Objective:
Locate every line of the material below that contains the word "white", treating case as significant. Copy each such line in full.

[Region annotation entries]

# # # # # # #

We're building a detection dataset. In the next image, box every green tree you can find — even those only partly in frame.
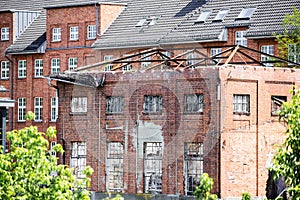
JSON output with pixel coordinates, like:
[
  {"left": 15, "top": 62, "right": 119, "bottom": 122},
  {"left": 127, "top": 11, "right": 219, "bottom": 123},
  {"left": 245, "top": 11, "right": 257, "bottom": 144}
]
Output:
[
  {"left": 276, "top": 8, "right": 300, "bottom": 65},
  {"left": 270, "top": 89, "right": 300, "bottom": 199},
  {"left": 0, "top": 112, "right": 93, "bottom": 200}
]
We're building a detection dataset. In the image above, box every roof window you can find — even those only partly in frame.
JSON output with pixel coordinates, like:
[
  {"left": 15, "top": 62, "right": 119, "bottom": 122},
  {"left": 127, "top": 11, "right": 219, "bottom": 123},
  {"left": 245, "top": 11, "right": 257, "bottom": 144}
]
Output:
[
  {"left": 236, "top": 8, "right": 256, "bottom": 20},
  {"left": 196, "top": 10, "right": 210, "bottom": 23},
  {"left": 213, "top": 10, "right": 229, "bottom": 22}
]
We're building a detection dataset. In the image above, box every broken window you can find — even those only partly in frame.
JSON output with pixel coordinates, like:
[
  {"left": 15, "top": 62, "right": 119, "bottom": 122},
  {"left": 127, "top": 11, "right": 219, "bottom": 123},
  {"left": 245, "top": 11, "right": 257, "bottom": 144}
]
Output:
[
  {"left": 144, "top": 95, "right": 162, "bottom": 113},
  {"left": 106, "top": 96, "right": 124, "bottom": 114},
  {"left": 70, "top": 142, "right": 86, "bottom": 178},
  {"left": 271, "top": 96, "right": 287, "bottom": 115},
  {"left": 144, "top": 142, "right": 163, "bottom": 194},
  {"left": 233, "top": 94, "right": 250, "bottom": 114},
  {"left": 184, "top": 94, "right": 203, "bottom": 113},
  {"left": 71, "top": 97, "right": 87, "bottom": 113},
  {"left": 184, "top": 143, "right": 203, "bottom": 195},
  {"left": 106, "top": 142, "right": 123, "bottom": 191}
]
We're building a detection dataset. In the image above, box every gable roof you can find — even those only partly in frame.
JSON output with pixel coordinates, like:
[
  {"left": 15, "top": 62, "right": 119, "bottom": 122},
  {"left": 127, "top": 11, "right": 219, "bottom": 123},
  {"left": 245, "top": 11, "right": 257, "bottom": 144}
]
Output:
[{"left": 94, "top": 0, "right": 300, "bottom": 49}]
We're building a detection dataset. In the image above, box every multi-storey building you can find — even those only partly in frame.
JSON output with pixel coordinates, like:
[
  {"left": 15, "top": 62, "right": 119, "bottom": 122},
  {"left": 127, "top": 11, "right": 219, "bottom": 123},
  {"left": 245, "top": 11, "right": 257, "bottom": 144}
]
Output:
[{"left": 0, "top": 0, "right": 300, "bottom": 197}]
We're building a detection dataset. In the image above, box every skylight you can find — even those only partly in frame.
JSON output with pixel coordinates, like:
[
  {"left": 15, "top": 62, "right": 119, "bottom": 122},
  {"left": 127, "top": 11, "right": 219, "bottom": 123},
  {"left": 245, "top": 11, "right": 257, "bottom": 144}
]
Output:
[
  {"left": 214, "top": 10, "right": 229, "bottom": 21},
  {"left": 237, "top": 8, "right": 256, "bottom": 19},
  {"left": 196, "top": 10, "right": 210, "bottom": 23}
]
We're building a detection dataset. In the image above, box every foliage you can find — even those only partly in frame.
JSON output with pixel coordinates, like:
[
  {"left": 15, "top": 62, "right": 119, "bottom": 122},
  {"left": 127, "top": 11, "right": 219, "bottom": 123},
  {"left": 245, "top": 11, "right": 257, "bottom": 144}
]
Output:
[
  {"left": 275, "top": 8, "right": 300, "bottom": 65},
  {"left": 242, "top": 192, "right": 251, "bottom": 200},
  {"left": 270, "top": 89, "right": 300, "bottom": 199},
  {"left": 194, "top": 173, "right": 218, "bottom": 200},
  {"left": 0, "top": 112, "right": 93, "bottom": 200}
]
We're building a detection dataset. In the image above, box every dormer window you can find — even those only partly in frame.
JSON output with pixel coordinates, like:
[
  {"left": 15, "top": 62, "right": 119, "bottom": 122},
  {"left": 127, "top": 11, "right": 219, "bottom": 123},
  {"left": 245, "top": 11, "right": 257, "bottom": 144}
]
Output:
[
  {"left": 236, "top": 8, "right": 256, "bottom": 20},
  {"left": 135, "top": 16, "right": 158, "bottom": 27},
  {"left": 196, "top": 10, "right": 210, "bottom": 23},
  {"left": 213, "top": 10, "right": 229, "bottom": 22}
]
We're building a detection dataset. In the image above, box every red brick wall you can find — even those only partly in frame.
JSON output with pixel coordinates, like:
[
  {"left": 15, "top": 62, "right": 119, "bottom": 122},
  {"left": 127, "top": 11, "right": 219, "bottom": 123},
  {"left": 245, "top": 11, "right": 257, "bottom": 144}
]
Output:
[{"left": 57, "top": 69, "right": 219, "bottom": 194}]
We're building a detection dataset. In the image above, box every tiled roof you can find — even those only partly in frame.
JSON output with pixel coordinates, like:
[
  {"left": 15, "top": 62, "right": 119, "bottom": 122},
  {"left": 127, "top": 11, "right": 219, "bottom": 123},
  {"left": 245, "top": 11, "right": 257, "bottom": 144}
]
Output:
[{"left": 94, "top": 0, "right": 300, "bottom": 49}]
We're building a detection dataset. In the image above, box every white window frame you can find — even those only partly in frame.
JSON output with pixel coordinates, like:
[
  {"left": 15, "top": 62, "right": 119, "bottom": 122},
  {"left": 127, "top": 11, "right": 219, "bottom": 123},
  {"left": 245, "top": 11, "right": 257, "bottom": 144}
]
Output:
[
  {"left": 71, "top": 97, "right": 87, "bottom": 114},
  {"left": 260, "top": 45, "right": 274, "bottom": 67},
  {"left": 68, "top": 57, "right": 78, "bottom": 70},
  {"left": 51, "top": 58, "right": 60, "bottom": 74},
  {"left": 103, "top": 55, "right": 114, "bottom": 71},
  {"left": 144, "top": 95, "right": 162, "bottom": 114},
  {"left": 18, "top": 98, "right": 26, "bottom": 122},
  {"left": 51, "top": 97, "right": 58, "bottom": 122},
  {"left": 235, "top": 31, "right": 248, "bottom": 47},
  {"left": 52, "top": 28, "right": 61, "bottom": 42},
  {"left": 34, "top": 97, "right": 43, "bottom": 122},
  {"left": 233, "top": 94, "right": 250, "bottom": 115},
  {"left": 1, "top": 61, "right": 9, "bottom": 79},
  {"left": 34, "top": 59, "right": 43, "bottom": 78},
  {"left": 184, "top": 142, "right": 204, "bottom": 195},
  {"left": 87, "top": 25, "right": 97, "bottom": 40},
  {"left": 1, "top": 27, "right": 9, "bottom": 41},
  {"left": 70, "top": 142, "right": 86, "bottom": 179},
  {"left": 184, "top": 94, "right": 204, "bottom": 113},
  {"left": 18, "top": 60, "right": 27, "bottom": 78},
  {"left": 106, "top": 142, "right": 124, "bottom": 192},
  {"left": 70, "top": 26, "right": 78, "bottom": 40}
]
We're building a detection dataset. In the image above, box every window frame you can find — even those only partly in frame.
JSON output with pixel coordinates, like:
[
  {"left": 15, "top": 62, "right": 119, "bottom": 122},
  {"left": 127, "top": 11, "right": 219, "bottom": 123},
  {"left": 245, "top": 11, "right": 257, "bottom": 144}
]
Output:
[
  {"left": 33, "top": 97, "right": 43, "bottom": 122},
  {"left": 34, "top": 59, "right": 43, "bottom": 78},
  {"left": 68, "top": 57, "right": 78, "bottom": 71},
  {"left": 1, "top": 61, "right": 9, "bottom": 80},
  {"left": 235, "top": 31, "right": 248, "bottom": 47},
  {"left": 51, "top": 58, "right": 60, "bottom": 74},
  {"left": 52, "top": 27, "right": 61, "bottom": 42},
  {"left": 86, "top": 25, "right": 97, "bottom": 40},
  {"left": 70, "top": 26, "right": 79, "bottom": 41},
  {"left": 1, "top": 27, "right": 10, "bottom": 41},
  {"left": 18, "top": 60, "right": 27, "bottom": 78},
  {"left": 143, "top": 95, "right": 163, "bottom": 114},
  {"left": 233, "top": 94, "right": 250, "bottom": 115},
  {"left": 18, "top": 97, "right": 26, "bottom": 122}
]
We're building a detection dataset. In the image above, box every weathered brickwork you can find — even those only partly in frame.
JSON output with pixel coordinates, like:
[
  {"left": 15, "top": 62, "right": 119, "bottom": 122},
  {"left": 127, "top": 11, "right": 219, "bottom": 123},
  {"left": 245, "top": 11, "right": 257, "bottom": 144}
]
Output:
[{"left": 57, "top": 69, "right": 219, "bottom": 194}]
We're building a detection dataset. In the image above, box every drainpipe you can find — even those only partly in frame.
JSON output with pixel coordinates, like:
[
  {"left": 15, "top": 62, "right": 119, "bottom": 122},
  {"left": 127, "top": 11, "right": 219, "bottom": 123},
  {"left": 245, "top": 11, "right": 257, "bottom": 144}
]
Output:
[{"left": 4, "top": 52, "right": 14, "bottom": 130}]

# # # # # # #

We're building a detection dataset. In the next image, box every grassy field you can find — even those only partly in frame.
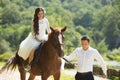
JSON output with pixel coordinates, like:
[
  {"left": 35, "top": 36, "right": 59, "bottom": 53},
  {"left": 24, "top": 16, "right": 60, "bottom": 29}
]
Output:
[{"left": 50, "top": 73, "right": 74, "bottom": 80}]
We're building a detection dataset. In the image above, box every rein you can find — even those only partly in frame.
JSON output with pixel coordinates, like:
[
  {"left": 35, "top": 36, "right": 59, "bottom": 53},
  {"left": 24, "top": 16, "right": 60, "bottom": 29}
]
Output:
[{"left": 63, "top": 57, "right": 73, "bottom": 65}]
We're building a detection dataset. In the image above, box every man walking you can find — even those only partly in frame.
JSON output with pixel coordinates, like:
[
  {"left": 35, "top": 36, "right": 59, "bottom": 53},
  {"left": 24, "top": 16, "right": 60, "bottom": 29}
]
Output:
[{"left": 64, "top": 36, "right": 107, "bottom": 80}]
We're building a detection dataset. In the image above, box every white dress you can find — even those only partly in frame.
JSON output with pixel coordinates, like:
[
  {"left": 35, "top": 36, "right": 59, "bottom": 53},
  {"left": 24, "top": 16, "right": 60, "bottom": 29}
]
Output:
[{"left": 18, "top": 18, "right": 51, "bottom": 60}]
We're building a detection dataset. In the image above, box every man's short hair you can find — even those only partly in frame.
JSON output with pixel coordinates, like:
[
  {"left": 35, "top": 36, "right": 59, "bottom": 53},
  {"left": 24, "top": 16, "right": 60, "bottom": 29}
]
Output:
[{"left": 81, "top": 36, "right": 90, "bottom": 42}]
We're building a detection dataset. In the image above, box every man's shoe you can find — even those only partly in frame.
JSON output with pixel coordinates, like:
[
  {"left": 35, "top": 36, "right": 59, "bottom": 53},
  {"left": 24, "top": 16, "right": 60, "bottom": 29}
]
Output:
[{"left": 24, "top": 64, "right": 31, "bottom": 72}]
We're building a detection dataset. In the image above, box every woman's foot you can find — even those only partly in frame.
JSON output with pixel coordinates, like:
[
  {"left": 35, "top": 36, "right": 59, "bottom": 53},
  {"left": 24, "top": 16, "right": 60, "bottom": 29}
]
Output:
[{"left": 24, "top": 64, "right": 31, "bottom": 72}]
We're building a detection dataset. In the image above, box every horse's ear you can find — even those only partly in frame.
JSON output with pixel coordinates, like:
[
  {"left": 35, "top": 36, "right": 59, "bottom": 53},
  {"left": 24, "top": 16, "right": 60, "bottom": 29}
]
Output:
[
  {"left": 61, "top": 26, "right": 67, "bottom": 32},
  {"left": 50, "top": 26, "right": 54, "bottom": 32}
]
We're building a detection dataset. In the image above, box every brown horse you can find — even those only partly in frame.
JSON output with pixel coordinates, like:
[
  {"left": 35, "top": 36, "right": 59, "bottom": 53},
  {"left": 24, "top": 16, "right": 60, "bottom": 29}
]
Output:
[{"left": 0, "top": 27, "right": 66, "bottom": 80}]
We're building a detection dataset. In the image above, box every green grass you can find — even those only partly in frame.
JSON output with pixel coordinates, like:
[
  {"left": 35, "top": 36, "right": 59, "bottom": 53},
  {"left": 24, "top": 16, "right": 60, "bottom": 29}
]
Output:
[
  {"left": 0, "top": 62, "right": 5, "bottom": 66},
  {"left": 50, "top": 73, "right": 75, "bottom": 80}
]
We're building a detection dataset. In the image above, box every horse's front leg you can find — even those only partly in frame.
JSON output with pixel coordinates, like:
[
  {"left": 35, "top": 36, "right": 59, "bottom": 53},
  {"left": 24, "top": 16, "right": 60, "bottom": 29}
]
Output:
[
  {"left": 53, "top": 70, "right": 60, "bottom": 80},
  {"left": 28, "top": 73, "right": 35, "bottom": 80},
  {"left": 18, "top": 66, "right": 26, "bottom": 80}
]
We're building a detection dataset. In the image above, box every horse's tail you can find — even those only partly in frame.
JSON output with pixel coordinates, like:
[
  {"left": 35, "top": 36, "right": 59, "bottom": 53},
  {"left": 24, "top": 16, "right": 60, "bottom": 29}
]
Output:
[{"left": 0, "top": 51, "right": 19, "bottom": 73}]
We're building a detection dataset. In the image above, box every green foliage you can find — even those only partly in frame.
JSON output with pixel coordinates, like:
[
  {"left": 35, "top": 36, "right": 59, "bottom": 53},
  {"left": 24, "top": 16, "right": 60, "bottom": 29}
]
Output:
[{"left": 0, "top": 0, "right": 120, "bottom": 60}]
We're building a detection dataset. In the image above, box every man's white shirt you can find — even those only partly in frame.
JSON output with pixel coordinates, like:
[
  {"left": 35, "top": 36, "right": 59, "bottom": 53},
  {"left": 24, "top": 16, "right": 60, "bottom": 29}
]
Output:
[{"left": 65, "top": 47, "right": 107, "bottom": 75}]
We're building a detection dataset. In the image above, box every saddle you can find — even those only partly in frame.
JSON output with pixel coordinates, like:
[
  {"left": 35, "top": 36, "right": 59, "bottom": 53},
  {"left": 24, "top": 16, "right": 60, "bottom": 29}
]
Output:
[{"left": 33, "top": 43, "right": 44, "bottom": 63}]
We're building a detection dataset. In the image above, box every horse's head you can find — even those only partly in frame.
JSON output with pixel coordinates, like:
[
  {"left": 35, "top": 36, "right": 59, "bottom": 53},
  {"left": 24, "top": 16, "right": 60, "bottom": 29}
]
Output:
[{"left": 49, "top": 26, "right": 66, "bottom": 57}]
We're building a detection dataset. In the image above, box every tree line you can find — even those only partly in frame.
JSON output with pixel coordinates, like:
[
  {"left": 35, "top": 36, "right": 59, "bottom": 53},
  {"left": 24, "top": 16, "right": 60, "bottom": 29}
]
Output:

# # # # # # #

Result:
We're building a detection dataset. In the image above, box every white window frame you can find — even those only partly in frame.
We're building a detection dataset. In the image above, box every white dress you can find — even those only partly in frame.
We're building a detection dataset. In the image above, box every man's white shirt you can find — even those only partly in frame.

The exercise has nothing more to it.